▶ **What is being asked**
Answer these questions from the selected text.
(a) Why does the repo not claim a p95 regression comparison against pre-change behavior?
(b) What is the default secret handling?
(c) What stays masked by default under the rehydration limits?

▶ **Selected text**
---+---

These are local harness measurements, not an SLA. The repo does not claim a p95 regression comparison against pre-change behavior because that historic baseline was not captured before the hardening work.

## Stronger Than PasteGuard

This repo now claims stronger behavior only where it is implemented and tested:

- Explicit OpenAI `responses` endpoint coverage, not just chat completions.
- OpenAI `responses` websocket compatibility on the same public path used by Codex-style clients.
- Fixed upstream egress targets with request-header allowlists and redirect refusal.
- Official upstream host pinning is on by default; non-standard compatible hosts require explicit opt-in.
- Default secret handling is `block`, not best-effort masking.
- Raw detection values are not reflected back through the debug path.
- Streaming rehydration is covered for all three supported provider surfaces.
- Rehydration is limited to human-readable assistant text paths; tool arguments stay masked by default.
- Regression tests cover placeholder collisions, bypass attempts, and `/responses` as a first-class path.

---+---

Saved entries
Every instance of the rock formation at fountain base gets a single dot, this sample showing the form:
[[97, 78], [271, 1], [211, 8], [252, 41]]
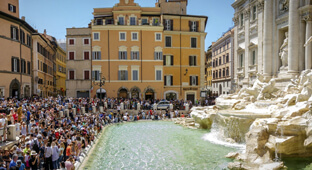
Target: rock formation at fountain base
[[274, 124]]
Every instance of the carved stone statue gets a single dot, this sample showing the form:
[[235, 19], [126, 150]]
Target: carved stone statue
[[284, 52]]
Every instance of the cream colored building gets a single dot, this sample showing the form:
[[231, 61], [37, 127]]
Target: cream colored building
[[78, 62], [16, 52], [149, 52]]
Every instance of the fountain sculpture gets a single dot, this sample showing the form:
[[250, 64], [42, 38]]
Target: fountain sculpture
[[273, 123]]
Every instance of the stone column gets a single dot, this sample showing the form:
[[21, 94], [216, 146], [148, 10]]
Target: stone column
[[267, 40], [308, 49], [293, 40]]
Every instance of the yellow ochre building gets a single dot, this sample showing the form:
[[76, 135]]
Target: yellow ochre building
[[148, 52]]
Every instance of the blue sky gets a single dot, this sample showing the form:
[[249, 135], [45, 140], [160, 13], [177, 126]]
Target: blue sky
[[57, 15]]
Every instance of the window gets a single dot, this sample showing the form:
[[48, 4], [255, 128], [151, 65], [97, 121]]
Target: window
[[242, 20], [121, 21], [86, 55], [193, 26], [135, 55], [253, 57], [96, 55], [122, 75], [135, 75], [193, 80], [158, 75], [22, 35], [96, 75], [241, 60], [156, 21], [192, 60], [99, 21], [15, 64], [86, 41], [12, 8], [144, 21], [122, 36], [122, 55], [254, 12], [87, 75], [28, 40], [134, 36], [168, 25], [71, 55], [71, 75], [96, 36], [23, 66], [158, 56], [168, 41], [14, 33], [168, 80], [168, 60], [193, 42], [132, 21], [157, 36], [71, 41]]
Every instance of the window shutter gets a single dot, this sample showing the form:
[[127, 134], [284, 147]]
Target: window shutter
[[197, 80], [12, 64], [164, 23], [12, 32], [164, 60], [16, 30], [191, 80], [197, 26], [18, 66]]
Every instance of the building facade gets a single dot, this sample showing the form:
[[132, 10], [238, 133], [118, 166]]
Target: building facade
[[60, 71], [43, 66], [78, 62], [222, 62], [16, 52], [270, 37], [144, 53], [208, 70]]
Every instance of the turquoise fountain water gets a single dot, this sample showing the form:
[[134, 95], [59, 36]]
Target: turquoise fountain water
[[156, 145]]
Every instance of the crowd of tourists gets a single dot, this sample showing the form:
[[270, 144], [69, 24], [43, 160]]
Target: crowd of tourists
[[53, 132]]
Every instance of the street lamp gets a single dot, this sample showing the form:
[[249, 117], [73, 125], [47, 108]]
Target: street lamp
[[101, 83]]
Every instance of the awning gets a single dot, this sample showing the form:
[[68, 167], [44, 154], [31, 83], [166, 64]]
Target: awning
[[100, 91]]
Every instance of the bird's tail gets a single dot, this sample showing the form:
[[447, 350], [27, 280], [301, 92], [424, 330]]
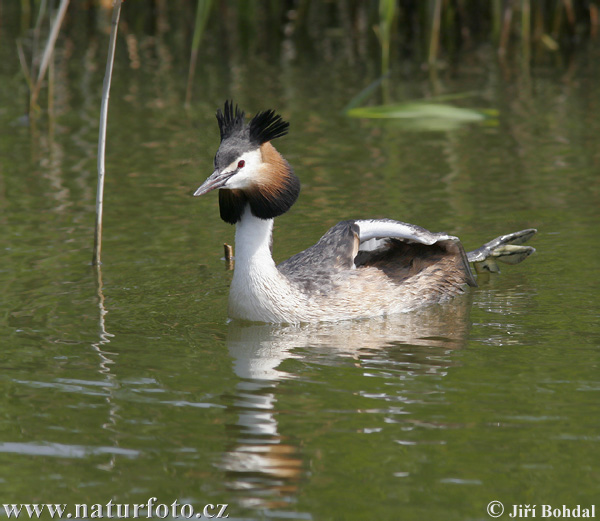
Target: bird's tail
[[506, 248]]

---+---

▶ **Answer for the task**
(a) The historic baseline was not captured before the hardening work.
(b) `block`, not best-effort masking.
(c) Tool arguments.